#### STATED PROBLEM:
Render the entries as a two-column CSV with the columns "prompt" and "output", starting at the beginning of the entries and stopping after the line that contains "POLYGON ((91 304, 91". Give one row for each entry, holding its text and its answer, put each field in quotes, turn line breaks into spaces, and leave out the pictures.

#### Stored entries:
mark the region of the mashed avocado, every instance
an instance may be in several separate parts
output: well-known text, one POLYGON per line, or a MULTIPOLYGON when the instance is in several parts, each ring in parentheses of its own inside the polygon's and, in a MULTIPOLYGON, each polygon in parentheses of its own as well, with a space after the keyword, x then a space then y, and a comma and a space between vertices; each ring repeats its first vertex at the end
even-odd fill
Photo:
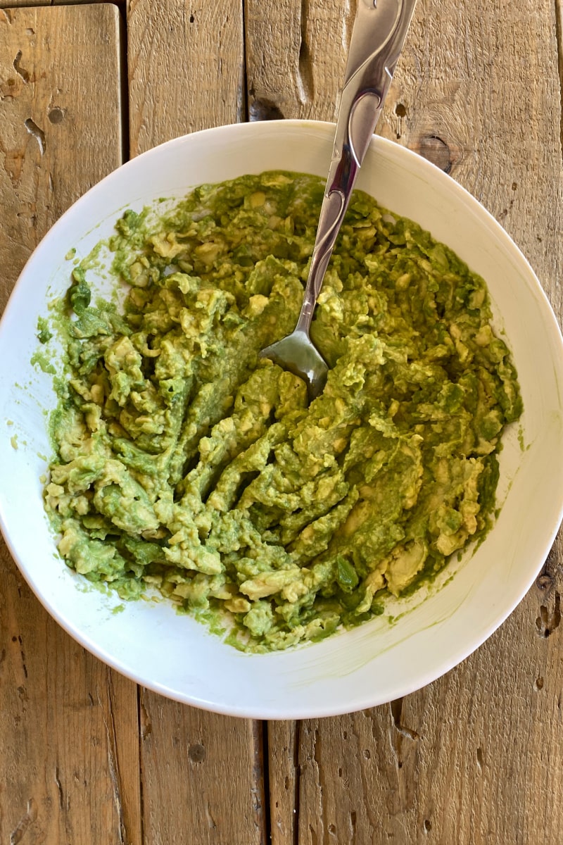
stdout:
POLYGON ((91 304, 91 260, 60 308, 61 554, 122 597, 149 586, 226 620, 253 651, 369 619, 483 537, 522 411, 484 281, 359 192, 313 322, 324 392, 308 405, 258 358, 295 325, 322 191, 267 172, 198 188, 156 225, 127 211, 123 308, 91 304))

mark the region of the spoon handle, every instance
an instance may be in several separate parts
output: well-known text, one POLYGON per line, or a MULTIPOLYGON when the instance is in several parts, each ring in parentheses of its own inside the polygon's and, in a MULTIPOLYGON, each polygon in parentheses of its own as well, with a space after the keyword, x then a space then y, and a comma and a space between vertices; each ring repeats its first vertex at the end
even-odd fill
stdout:
POLYGON ((333 247, 415 6, 416 0, 358 0, 333 158, 297 330, 308 332, 333 247))

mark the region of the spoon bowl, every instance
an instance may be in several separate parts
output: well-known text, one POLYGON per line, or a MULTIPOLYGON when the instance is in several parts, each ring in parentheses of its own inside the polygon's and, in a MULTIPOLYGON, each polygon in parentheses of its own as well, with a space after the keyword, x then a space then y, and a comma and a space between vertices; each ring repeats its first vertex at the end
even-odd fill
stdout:
POLYGON ((326 361, 311 340, 311 321, 415 6, 416 0, 358 3, 333 157, 299 319, 290 335, 260 353, 302 379, 310 401, 322 392, 328 374, 326 361))

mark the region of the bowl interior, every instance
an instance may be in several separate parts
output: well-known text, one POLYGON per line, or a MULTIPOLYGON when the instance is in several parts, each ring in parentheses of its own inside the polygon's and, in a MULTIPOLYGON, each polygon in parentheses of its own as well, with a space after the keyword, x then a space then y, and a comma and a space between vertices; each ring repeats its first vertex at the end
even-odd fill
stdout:
MULTIPOLYGON (((525 259, 493 218, 444 173, 374 139, 358 187, 410 217, 486 280, 497 331, 506 333, 524 401, 501 455, 494 529, 425 592, 392 601, 360 628, 295 651, 245 655, 165 602, 123 604, 59 558, 42 506, 50 446, 51 376, 31 363, 37 318, 69 283, 65 255, 83 257, 126 207, 243 173, 285 169, 323 177, 332 124, 239 124, 177 139, 107 177, 56 224, 31 256, 0 324, 0 525, 14 559, 49 612, 124 674, 178 701, 263 718, 321 717, 389 701, 456 665, 506 618, 549 552, 561 518, 563 345, 525 259), (455 577, 452 574, 455 571, 455 577), (392 617, 392 619, 391 619, 392 617), (210 668, 211 670, 210 670, 210 668)), ((110 283, 100 280, 100 290, 110 283)))

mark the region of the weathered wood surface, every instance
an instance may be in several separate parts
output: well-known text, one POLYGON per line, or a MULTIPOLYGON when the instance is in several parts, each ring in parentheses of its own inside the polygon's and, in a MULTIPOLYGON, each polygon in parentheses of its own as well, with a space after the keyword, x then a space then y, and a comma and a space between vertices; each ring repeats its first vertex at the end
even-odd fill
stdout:
MULTIPOLYGON (((0 11, 0 310, 121 163, 119 67, 113 6, 0 11)), ((140 842, 135 685, 47 615, 1 541, 0 713, 0 842, 140 842)))
MULTIPOLYGON (((285 5, 299 15, 299 3, 285 5)), ((269 10, 257 3, 254 14, 267 31, 269 10)), ((335 64, 347 27, 341 18, 325 30, 335 64)), ((475 14, 469 3, 419 0, 380 131, 477 196, 529 259, 560 318, 557 31, 548 3, 490 3, 475 14)), ((251 94, 272 113, 330 118, 329 103, 311 105, 293 84, 302 37, 297 27, 273 63, 291 79, 279 98, 258 61, 251 94)), ((327 74, 331 88, 334 77, 327 74)), ((273 842, 563 841, 560 561, 556 546, 510 619, 426 689, 353 716, 271 724, 273 842)))
POLYGON ((245 117, 241 0, 128 0, 131 155, 245 117))
MULTIPOLYGON (((15 8, 29 5, 0 10, 0 310, 39 237, 122 151, 247 117, 333 120, 355 9, 15 8)), ((468 0, 419 0, 379 129, 483 202, 560 317, 560 2, 476 14, 468 0)), ((263 757, 259 723, 137 690, 84 652, 2 545, 0 842, 562 842, 562 592, 556 544, 460 667, 392 705, 272 722, 263 757)))
MULTIPOLYGON (((244 117, 240 0, 129 0, 130 155, 244 117)), ((146 842, 266 841, 262 732, 140 691, 146 842), (182 808, 179 812, 178 809, 182 808)))

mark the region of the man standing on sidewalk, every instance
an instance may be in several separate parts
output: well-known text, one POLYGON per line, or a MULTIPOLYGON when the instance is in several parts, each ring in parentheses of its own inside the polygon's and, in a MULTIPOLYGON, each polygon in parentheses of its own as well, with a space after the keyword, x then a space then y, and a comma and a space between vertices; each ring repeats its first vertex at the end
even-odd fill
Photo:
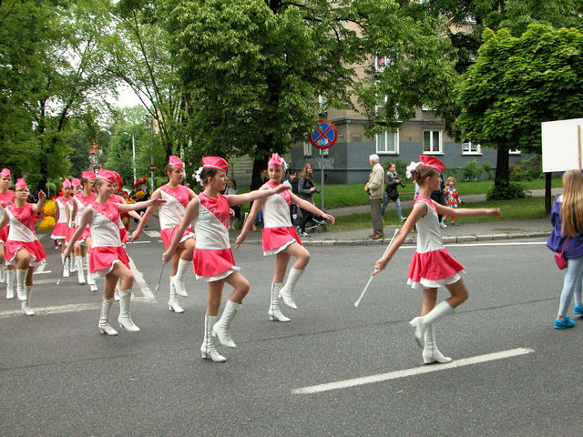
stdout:
POLYGON ((384 169, 379 164, 379 156, 373 154, 368 157, 373 168, 368 177, 368 183, 364 191, 371 199, 371 219, 373 220, 373 233, 369 237, 373 239, 383 238, 383 214, 381 214, 381 201, 384 191, 384 169))

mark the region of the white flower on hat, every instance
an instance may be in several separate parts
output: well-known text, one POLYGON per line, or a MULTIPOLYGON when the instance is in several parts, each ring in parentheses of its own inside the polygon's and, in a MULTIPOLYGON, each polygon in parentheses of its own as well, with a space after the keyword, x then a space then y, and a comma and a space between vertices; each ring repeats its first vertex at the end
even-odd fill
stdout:
POLYGON ((411 161, 411 164, 407 166, 407 172, 405 174, 405 176, 407 177, 407 179, 410 179, 411 178, 413 178, 413 175, 411 173, 413 172, 413 170, 417 169, 417 167, 419 166, 419 164, 421 163, 411 161))

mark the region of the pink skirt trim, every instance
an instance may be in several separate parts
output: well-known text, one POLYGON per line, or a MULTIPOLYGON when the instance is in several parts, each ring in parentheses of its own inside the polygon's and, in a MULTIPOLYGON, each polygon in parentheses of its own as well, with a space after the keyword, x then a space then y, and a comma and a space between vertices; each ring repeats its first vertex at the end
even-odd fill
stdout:
POLYGON ((53 232, 51 232, 51 239, 64 239, 68 235, 68 227, 66 223, 56 223, 53 232))
POLYGON ((10 231, 9 226, 5 226, 2 230, 0 230, 0 243, 5 244, 8 240, 8 232, 10 231))
POLYGON ((464 266, 457 262, 446 249, 440 249, 425 253, 414 252, 407 278, 411 283, 423 284, 423 279, 435 283, 435 281, 451 279, 462 270, 464 266))
MULTIPOLYGON (((165 229, 160 230, 160 239, 162 239, 162 243, 164 243, 164 248, 168 249, 172 242, 172 239, 174 238, 174 234, 178 227, 176 228, 167 228, 165 229)), ((180 243, 188 239, 194 238, 194 232, 192 232, 192 228, 187 228, 184 233, 182 234, 182 238, 180 239, 180 243)))
MULTIPOLYGON (((214 278, 236 268, 230 249, 194 249, 192 268, 197 279, 214 278)), ((228 275, 227 275, 228 276, 228 275)))
POLYGON ((302 239, 300 239, 300 236, 292 226, 263 228, 262 237, 263 255, 273 255, 281 252, 293 242, 302 245, 302 239))
POLYGON ((122 262, 129 269, 129 259, 122 246, 118 248, 109 246, 91 248, 89 252, 89 270, 91 273, 97 272, 99 276, 106 276, 118 262, 122 262))
POLYGON ((25 249, 30 253, 31 267, 40 264, 40 262, 46 258, 46 252, 45 252, 42 244, 40 244, 40 241, 37 239, 35 241, 8 240, 4 249, 8 264, 12 264, 13 266, 16 265, 16 252, 21 249, 25 249))

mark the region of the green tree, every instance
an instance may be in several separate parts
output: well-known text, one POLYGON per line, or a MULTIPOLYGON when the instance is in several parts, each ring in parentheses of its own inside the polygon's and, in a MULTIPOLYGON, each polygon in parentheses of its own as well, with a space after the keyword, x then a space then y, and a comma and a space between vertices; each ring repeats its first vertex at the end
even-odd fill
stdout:
POLYGON ((540 153, 543 121, 583 116, 583 34, 531 25, 519 37, 486 29, 455 93, 457 123, 472 142, 497 149, 495 189, 508 186, 508 151, 540 153))

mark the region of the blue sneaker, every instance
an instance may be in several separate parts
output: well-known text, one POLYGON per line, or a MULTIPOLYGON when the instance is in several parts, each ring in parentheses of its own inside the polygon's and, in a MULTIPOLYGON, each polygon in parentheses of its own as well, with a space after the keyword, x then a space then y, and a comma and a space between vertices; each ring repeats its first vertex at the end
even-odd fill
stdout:
POLYGON ((573 328, 575 326, 575 322, 571 320, 568 316, 565 317, 564 320, 560 320, 558 319, 555 319, 555 329, 556 330, 565 330, 567 328, 573 328))

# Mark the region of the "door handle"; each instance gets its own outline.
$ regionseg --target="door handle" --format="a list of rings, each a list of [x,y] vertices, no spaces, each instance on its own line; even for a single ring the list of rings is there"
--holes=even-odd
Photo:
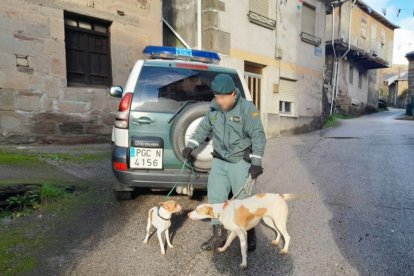
[[[139,117],[137,119],[132,119],[132,122],[137,123],[137,124],[152,124],[155,121],[152,120],[150,117]]]

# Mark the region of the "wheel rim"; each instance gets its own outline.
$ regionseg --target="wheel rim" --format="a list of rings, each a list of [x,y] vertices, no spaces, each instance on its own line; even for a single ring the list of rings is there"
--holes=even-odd
[[[185,131],[185,136],[184,136],[185,145],[188,144],[188,140],[191,138],[193,133],[196,131],[198,125],[203,120],[203,118],[204,116],[195,119],[187,127],[187,130]],[[194,150],[193,155],[197,158],[198,161],[206,162],[206,161],[211,161],[213,159],[213,156],[211,155],[212,152],[213,152],[213,140],[210,139],[208,142],[201,143],[200,146]]]

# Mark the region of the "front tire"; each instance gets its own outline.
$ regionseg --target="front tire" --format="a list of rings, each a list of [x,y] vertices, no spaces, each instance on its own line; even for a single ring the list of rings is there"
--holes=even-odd
[[[117,201],[131,200],[134,195],[132,191],[114,191],[115,199]]]

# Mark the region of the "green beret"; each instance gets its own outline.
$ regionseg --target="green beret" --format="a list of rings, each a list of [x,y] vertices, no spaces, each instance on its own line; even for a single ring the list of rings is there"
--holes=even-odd
[[[211,82],[214,94],[230,94],[236,89],[233,79],[228,74],[219,74]]]

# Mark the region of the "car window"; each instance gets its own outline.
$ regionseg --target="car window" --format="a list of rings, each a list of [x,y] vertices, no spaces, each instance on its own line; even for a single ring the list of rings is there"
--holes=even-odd
[[[221,72],[175,67],[144,66],[134,90],[131,110],[174,113],[188,101],[213,99],[211,82]],[[229,73],[236,87],[243,87],[236,72]]]

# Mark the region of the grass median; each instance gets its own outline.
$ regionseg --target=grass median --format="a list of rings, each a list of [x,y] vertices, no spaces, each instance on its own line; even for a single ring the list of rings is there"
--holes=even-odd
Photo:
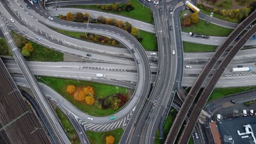
[[[26,60],[38,62],[63,61],[63,56],[62,53],[51,50],[43,45],[27,40],[14,32],[13,32],[13,34],[15,43],[20,50],[22,49],[25,44],[28,43],[32,44],[34,51],[31,53],[30,57],[25,57]]]
[[[67,31],[54,27],[51,27],[51,28],[61,34],[79,39],[80,39],[80,35],[85,35],[84,33]],[[158,43],[155,34],[139,30],[139,36],[143,38],[141,44],[145,50],[154,51],[158,51]],[[84,40],[84,39],[81,40]]]
[[[214,45],[202,45],[189,42],[183,41],[184,52],[213,52],[217,47]]]
[[[73,127],[73,125],[71,124],[69,120],[68,120],[66,115],[58,107],[55,109],[55,111],[59,118],[61,122],[64,130],[65,130],[71,143],[80,143],[78,136],[74,129],[74,127]]]
[[[181,13],[181,20],[184,14],[189,13],[189,11],[185,10]],[[181,22],[181,23],[182,23]],[[193,32],[210,36],[227,37],[234,29],[224,28],[208,22],[199,19],[198,22],[189,27],[182,26],[182,31],[184,32]]]
[[[105,132],[86,131],[86,135],[90,143],[106,143],[106,137],[112,135],[115,138],[114,144],[118,144],[124,130],[122,128]]]
[[[134,9],[128,11],[113,11],[98,9],[96,5],[67,5],[63,6],[65,8],[74,8],[96,10],[100,11],[104,11],[108,13],[112,13],[117,15],[120,15],[132,19],[138,20],[145,22],[153,23],[153,14],[151,13],[150,9],[147,7],[143,7],[137,0],[130,0],[132,7]]]
[[[216,88],[211,94],[208,101],[224,97],[228,95],[255,89],[256,87]]]
[[[86,104],[85,103],[77,101],[66,92],[66,88],[68,85],[73,85],[75,87],[91,86],[94,89],[95,97],[108,97],[118,92],[127,94],[129,91],[131,91],[131,93],[132,93],[131,90],[127,89],[125,88],[119,87],[118,89],[117,89],[117,87],[114,86],[83,80],[79,80],[79,82],[78,82],[75,80],[50,77],[42,77],[42,78],[38,79],[38,80],[53,88],[79,110],[88,115],[94,116],[108,116],[116,112],[122,107],[116,110],[112,109],[100,109],[94,105],[89,105]]]

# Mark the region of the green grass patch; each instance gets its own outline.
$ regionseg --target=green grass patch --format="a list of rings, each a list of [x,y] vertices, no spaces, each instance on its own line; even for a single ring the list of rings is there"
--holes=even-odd
[[[207,14],[208,15],[210,15],[211,13],[212,13],[212,11],[206,11],[206,10],[202,9],[200,9],[200,12],[202,12],[202,13]],[[240,22],[238,19],[231,19],[231,18],[229,17],[228,16],[223,16],[223,15],[221,15],[218,14],[214,13],[213,16],[214,17],[219,19],[220,20],[228,21],[228,22],[230,22],[236,23],[238,23]]]
[[[189,42],[183,41],[183,51],[184,52],[203,52],[214,51],[217,46],[195,44]]]
[[[62,33],[63,34],[71,37],[73,38],[79,39],[80,39],[80,35],[85,35],[85,34],[84,33],[70,32],[70,31],[65,31],[62,29],[60,29],[56,28],[53,28],[53,27],[51,27],[51,28],[59,33]],[[147,50],[150,50],[150,51],[158,51],[158,44],[157,44],[157,40],[155,38],[155,34],[139,30],[139,36],[143,39],[142,41],[141,42],[141,44],[142,45],[142,46],[144,47],[144,49]],[[84,39],[81,39],[81,40],[85,40]],[[86,41],[89,41],[89,40],[86,40]],[[96,42],[96,41],[94,41],[94,42]],[[123,46],[120,43],[118,43],[119,44],[118,44],[117,45],[116,45],[117,46],[120,46],[120,47]]]
[[[236,3],[237,5],[241,6],[246,5],[248,3],[251,3],[253,2],[253,0],[236,0]]]
[[[213,6],[217,7],[221,9],[230,9],[232,8],[232,1],[231,0],[218,0],[216,2],[214,3],[212,1],[203,1]]]
[[[64,130],[67,133],[68,139],[69,139],[71,143],[80,143],[78,136],[77,136],[74,128],[69,122],[69,120],[68,120],[66,115],[59,108],[57,107],[55,111],[59,118],[60,119],[61,123],[62,124]]]
[[[209,98],[208,101],[223,98],[229,94],[242,92],[246,91],[255,89],[256,87],[228,87],[214,88]]]
[[[68,85],[74,85],[75,87],[91,86],[94,89],[95,92],[95,94],[94,96],[95,97],[108,97],[110,95],[113,95],[114,94],[118,92],[123,93],[125,94],[127,94],[127,89],[125,88],[119,87],[118,92],[115,86],[114,86],[108,85],[90,81],[79,80],[79,82],[78,82],[77,80],[75,80],[50,77],[42,77],[41,79],[43,80],[40,79],[38,79],[38,80],[40,82],[46,84],[51,87],[79,110],[91,116],[108,116],[115,113],[119,109],[99,109],[94,105],[88,105],[86,104],[85,103],[79,102],[79,101],[75,100],[72,96],[66,92],[66,90]],[[121,107],[120,108],[121,109]]]
[[[22,37],[13,32],[14,38],[19,49],[21,51],[25,44],[31,43],[34,48],[34,51],[29,57],[25,57],[27,61],[38,62],[57,62],[63,61],[63,53],[48,49],[44,46],[30,41]]]
[[[115,138],[114,144],[118,144],[121,138],[123,131],[122,128],[119,128],[105,132],[86,131],[86,133],[90,143],[106,143],[106,137],[112,135]]]
[[[134,9],[129,12],[102,10],[101,9],[98,9],[96,5],[67,5],[62,7],[96,10],[97,11],[104,11],[109,13],[120,15],[126,17],[144,21],[145,22],[150,23],[153,23],[153,14],[151,13],[150,9],[149,8],[147,7],[144,7],[143,8],[143,5],[137,0],[130,0],[130,1],[132,4],[132,7],[134,7]]]
[[[11,53],[5,39],[2,38],[0,38],[0,56],[11,56]]]
[[[190,12],[189,12],[188,10],[181,13],[181,20],[182,20],[184,14],[189,14],[189,13]],[[227,37],[234,29],[220,27],[199,19],[196,24],[194,24],[190,27],[182,26],[182,30],[183,32],[187,33],[193,32],[211,36]]]
[[[158,42],[155,34],[139,30],[139,37],[143,38],[141,44],[146,50],[158,51]]]

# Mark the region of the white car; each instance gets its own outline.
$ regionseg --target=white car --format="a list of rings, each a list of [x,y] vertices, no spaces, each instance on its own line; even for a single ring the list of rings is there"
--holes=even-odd
[[[92,118],[92,117],[88,117],[87,119],[90,119],[90,120],[91,120],[91,121],[94,120],[94,118]]]
[[[197,133],[195,133],[195,136],[196,136],[196,139],[198,139],[199,137],[198,137]]]
[[[12,22],[15,22],[14,20],[13,19],[10,19],[10,20],[11,20],[11,21]]]
[[[191,66],[191,65],[186,65],[186,68],[191,69],[191,68],[192,68],[192,66]]]
[[[150,52],[150,55],[155,56],[156,55],[156,52]]]
[[[49,16],[49,17],[48,17],[48,19],[49,19],[51,20],[53,20],[53,18],[51,17],[50,17],[50,16]]]
[[[36,37],[36,38],[39,40],[41,40],[41,38],[37,37]]]

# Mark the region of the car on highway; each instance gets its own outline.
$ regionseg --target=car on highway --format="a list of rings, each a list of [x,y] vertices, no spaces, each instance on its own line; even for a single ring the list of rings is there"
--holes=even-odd
[[[131,49],[131,51],[132,53],[135,53],[135,51],[133,49]]]
[[[91,120],[91,121],[94,120],[94,118],[92,118],[92,117],[88,117],[87,119],[90,119],[90,120]]]
[[[235,100],[230,100],[230,102],[235,104],[236,104],[236,101]]]
[[[196,139],[198,139],[198,138],[199,138],[197,133],[195,133],[195,135]]]
[[[48,19],[49,19],[50,20],[52,20],[52,21],[53,20],[53,18],[52,17],[49,16],[49,17],[48,17]]]
[[[12,22],[15,22],[13,19],[10,19],[10,20],[11,20]]]
[[[191,68],[192,68],[192,66],[191,66],[191,65],[186,65],[186,68],[191,69]]]
[[[247,116],[247,112],[246,110],[243,110],[243,116],[246,117]]]
[[[219,121],[220,120],[220,115],[218,114],[217,115],[217,121]]]
[[[39,40],[41,40],[41,38],[39,37],[36,37],[36,38]]]
[[[156,52],[150,52],[150,55],[155,56],[156,55]]]
[[[110,119],[114,119],[117,118],[116,116],[111,116],[109,117]]]
[[[27,8],[28,9],[31,9],[31,7],[30,7],[28,6],[28,5],[27,5],[26,7],[27,7]]]
[[[172,31],[172,26],[170,26],[170,29],[171,29],[171,31]]]
[[[137,59],[137,62],[138,63],[138,64],[141,63],[141,61],[139,61],[139,59]]]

#### SOLUTION FOR THIS EXERCISE:
prompt,output
"mark the region of the mashed avocado, every instance an instance may be in several separate parts output: well-known text, one POLYGON per line, or a MULTIPOLYGON when the instance is in several parts, each ring in parentheses of its own inside the polygon's and, in a MULTIPOLYGON, each polygon in parentheses of its own as well, with a space after the keyword, x then a space then y, and a comma and a space between vertices; each ring repeats its first vertex at the end even-odd fill Photo: stdout:","POLYGON ((91 304, 91 260, 60 308, 61 554, 122 597, 149 586, 226 620, 253 651, 369 619, 483 537, 522 411, 484 281, 359 192, 313 322, 324 392, 308 405, 258 358, 295 325, 322 191, 267 172, 198 188, 156 225, 127 211, 123 308, 91 304))"